The problem:
Below is a listing. Copy it word for word, starting at the line containing "out the explosion" and ending at the line containing "[(218, 183)]".

— BEGIN —

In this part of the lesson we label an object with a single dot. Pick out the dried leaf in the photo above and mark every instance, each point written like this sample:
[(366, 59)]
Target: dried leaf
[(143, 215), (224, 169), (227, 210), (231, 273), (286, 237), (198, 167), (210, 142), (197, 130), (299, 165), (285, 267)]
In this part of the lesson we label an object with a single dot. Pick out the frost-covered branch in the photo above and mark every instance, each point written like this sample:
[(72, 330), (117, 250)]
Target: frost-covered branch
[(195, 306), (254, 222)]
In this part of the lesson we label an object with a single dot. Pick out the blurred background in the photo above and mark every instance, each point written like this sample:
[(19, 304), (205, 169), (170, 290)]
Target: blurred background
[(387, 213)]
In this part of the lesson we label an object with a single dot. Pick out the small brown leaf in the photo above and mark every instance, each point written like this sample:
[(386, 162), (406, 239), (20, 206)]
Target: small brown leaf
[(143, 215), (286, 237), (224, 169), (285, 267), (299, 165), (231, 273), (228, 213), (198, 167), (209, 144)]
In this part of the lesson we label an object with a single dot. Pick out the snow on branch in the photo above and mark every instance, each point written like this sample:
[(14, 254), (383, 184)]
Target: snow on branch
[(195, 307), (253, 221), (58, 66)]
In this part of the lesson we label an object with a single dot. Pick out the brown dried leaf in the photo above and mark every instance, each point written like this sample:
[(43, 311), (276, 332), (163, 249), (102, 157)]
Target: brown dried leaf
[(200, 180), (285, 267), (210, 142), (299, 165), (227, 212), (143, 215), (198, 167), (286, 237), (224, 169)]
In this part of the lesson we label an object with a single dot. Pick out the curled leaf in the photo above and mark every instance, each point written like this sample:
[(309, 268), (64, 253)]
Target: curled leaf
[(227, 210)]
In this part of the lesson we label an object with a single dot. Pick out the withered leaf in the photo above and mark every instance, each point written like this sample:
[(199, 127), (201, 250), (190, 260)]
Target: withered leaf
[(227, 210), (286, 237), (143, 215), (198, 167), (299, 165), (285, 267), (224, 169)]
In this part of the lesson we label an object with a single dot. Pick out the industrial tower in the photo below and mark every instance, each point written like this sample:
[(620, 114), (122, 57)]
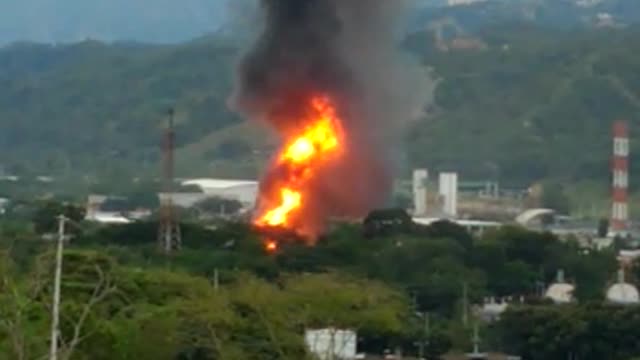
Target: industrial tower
[(169, 236), (620, 170)]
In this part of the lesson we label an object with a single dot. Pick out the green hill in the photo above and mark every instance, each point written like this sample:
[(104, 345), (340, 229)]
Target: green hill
[(520, 103)]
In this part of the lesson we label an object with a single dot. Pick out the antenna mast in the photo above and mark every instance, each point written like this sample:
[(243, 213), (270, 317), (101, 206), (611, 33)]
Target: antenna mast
[(169, 236)]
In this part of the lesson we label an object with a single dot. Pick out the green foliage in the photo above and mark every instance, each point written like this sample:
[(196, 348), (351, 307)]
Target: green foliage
[(590, 331)]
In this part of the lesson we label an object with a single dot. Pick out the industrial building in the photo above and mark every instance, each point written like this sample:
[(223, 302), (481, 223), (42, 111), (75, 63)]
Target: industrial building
[(244, 191)]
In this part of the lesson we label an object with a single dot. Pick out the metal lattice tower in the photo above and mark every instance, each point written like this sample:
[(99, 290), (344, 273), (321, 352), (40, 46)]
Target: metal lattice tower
[(169, 236)]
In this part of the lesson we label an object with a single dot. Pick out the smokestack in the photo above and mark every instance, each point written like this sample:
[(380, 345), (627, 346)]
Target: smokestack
[(448, 186), (620, 168), (420, 177)]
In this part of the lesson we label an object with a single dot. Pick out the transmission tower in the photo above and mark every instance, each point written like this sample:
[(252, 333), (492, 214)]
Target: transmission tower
[(169, 237)]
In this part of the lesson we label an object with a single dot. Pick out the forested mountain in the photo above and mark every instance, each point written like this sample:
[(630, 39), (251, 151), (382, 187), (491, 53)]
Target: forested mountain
[(548, 13), (162, 21), (515, 101)]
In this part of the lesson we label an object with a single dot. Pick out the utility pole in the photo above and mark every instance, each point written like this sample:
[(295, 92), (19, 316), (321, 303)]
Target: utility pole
[(465, 305), (55, 308), (216, 280), (169, 236), (423, 346)]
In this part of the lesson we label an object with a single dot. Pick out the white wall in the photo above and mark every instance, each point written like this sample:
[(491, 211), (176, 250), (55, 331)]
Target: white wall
[(420, 177), (448, 186), (332, 343)]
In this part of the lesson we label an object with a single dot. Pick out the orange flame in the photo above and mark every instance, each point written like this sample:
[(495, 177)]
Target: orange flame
[(303, 153), (271, 246)]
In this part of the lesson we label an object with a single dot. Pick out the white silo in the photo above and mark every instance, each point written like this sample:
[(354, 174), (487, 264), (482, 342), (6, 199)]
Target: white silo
[(560, 292), (448, 189), (623, 293)]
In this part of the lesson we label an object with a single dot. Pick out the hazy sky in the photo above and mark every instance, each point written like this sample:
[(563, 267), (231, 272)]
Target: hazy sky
[(142, 20)]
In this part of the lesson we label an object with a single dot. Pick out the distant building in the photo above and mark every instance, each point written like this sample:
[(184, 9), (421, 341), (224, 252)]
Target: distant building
[(183, 200), (97, 212), (448, 189), (330, 343), (560, 292), (623, 293), (476, 227)]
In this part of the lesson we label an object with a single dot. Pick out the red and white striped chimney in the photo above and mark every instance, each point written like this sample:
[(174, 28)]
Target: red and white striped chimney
[(620, 168)]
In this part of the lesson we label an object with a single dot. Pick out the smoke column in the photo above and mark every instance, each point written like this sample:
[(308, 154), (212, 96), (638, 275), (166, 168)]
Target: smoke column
[(347, 50)]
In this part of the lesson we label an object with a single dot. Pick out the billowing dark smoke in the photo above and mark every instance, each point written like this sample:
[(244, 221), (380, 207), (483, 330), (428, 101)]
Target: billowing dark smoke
[(346, 50)]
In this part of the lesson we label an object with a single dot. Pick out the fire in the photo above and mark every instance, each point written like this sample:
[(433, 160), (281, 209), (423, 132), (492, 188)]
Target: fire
[(290, 200), (271, 246), (300, 157)]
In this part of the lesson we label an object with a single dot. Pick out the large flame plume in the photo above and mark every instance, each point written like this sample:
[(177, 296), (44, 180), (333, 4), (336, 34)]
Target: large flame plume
[(324, 76), (301, 158)]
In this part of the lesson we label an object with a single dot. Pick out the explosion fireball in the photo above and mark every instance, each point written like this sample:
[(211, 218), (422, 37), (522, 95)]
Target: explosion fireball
[(300, 160), (324, 75)]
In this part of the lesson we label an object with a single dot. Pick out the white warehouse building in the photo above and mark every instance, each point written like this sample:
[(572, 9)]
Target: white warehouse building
[(244, 191)]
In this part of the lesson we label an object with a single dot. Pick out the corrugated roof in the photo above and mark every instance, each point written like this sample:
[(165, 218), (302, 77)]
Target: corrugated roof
[(218, 183)]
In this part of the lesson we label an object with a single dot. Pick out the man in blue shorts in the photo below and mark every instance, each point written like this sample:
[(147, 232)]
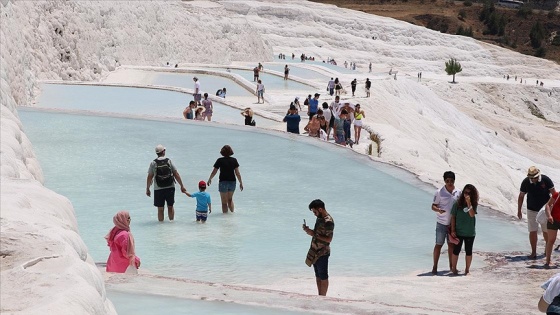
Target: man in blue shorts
[(163, 174), (319, 252)]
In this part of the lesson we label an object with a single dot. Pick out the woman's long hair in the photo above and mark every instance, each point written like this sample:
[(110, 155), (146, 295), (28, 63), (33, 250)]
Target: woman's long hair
[(122, 223), (474, 196)]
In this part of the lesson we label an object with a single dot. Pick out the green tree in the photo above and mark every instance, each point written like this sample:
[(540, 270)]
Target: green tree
[(453, 67)]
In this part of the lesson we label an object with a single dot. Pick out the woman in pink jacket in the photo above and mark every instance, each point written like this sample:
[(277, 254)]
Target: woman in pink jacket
[(121, 243)]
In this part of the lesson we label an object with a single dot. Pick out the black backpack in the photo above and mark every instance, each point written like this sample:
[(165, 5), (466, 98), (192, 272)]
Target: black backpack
[(164, 174)]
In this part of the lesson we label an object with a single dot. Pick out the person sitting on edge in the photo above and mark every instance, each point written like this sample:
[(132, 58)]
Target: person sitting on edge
[(121, 242), (203, 202)]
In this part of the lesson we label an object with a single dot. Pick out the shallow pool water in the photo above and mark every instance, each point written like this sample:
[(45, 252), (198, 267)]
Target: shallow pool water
[(147, 304), (132, 101), (338, 68), (384, 225), (208, 83)]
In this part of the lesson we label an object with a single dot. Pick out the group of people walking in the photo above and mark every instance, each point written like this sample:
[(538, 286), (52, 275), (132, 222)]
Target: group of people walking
[(337, 117), (456, 217), (163, 175)]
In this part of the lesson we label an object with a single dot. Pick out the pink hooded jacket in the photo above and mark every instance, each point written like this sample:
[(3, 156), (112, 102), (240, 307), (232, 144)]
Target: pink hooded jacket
[(121, 243)]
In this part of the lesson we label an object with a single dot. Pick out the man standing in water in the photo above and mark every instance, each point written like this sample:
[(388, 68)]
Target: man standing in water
[(319, 252), (442, 204), (165, 175), (538, 189)]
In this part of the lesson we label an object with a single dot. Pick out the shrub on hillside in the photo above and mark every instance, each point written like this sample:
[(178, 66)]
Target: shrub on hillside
[(452, 67), (524, 12)]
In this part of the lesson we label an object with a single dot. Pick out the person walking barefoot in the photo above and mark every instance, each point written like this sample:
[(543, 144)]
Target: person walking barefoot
[(463, 222)]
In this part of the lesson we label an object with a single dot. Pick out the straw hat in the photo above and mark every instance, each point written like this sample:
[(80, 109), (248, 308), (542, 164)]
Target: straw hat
[(533, 172)]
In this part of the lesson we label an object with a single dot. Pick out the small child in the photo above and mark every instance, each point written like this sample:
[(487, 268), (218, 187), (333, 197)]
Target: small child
[(203, 202)]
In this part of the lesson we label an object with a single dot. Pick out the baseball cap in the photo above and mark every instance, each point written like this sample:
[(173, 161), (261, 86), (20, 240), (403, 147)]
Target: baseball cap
[(533, 172), (160, 148)]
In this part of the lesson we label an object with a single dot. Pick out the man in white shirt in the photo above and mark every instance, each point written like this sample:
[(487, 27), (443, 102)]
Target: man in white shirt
[(442, 204), (336, 106), (197, 95), (330, 87)]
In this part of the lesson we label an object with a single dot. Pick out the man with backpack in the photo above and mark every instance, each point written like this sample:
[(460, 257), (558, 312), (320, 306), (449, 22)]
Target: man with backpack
[(163, 174)]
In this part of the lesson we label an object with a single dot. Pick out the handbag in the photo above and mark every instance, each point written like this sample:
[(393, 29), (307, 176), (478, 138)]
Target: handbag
[(450, 238), (542, 217)]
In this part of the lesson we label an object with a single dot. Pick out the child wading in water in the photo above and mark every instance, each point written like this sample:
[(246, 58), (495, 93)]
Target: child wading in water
[(203, 202)]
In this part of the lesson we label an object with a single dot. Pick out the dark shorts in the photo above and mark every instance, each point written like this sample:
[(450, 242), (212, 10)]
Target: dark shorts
[(201, 216), (161, 196), (226, 186), (553, 226), (321, 267)]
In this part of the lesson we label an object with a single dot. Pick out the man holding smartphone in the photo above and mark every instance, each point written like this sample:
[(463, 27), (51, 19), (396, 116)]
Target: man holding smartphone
[(319, 251)]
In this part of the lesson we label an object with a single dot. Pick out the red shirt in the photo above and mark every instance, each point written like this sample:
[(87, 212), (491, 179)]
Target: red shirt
[(556, 208)]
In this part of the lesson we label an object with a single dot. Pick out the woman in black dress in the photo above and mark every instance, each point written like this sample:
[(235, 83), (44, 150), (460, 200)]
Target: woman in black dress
[(229, 170)]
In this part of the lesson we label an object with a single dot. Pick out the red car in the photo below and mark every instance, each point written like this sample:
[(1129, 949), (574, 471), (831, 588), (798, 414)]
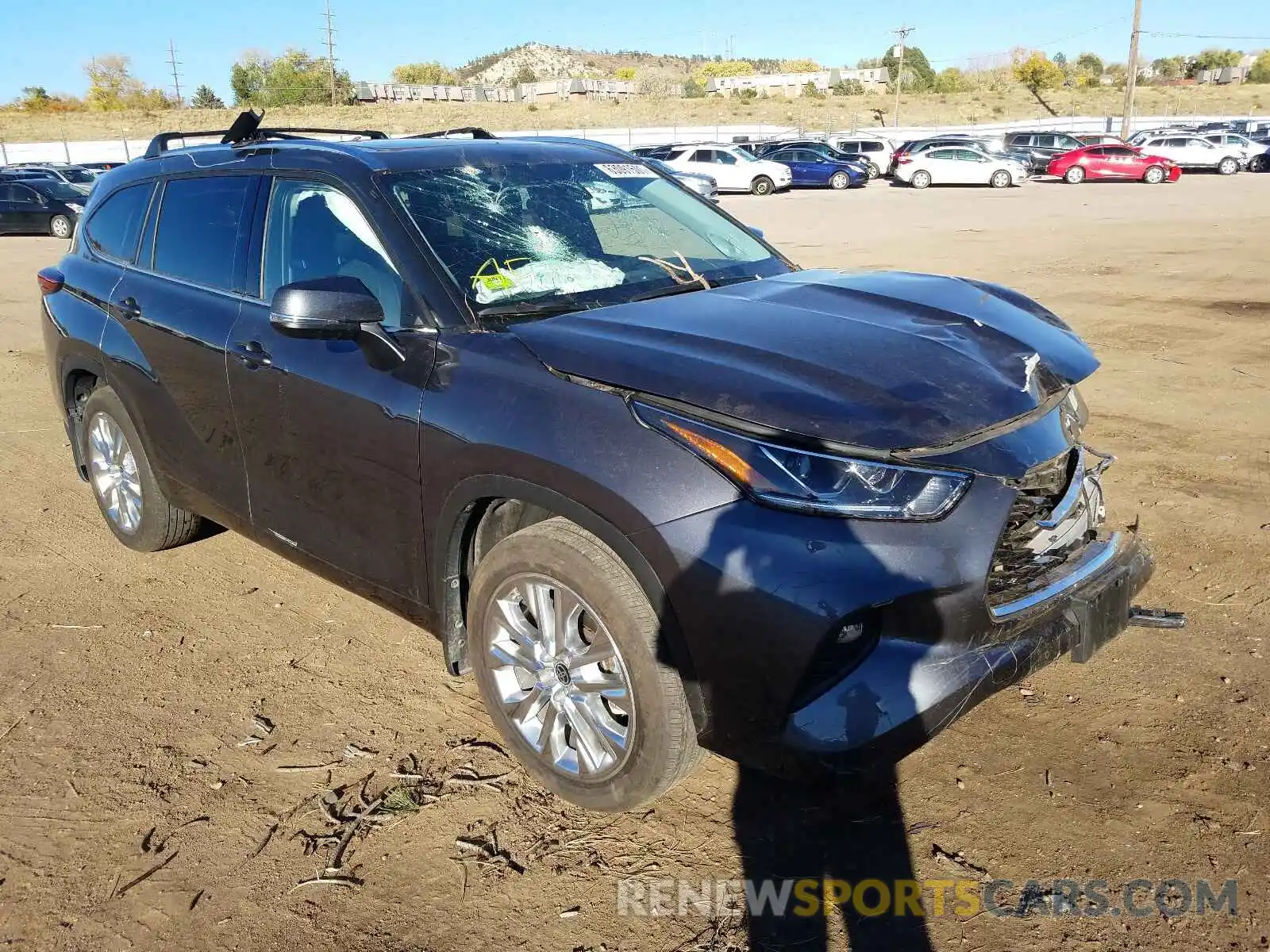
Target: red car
[(1113, 163)]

— END —

Complete response:
In this part of the lesson we label an object with a single dot. Pick out the explosion fireball in the photo above and mark every instance, each point written like this sample:
[(211, 218), (422, 37), (522, 95)]
Target: explosion fireball
[(300, 160), (324, 75)]
In this part of the lesson we label an object with a single dot. Pick out the white warehouse building in the photo above and mark every instance, each point written like this sample:
[(572, 9)]
Target: white warehouse building
[(244, 191)]
In this part of the lesson we label an object with a single dot. Pick out the corrugated roof in the photo above and mark every instance, each point written like this sample:
[(165, 218), (302, 77)]
Target: corrugated roof
[(218, 183)]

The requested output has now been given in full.